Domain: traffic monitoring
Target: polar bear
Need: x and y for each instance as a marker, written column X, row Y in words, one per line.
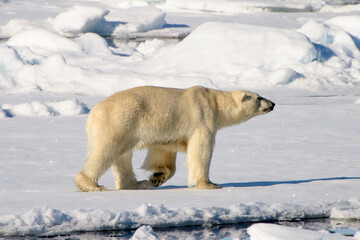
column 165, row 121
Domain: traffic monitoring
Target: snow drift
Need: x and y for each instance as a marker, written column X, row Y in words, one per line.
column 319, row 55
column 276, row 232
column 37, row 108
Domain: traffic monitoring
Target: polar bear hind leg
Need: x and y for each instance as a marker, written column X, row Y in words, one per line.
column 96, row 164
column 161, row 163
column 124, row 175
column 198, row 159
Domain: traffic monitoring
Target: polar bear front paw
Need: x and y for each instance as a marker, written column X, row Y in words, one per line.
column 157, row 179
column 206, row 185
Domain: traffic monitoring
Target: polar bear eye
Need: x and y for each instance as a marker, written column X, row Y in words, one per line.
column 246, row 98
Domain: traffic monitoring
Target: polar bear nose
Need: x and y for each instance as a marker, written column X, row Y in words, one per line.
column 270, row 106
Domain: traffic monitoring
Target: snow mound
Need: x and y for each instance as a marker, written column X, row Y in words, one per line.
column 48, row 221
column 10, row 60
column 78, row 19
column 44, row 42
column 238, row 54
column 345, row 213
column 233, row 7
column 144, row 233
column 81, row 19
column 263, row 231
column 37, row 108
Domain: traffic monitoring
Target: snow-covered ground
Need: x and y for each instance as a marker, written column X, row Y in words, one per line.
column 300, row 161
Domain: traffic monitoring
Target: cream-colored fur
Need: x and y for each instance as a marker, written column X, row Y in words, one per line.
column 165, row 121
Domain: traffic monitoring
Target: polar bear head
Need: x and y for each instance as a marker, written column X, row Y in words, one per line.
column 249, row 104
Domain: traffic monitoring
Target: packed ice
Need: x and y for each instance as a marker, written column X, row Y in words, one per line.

_SET PROBLEM_
Echo the records verbatim from their first line through the line containing "column 270, row 106", and leave the pictures out of your answer.

_RESULT FOR THIS TASK_
Domain: traffic monitoring
Target: polar bear
Need: x and y for each instance as a marker, written column X, row Y in words, one per line.
column 165, row 121
Domain: traffic monitoring
Target: snow drift
Need: x and y for each instance as a marker, written column X, row Y in words, one per line.
column 319, row 55
column 276, row 232
column 37, row 108
Domain: traffic monitoring
Target: polar bear hind leg
Need: x and y for each instance as a marker, written column X, row Y in words, one per line.
column 96, row 164
column 161, row 163
column 124, row 175
column 198, row 159
Domain: traffic monitoring
Target: polar bear front paw
Need: x and y for each instance as a marker, written column X, row Y in words, one per line.
column 157, row 179
column 206, row 185
Domain: traffic monitoring
Target: polar bear eye
Need: x and y for each instance as a marker, written column X, row Y in words, one per line.
column 246, row 98
Domain: traffic monitoring
Target: polar bear nose
Need: x and y for each instance as a marker, written column X, row Y in words, one per line.
column 270, row 106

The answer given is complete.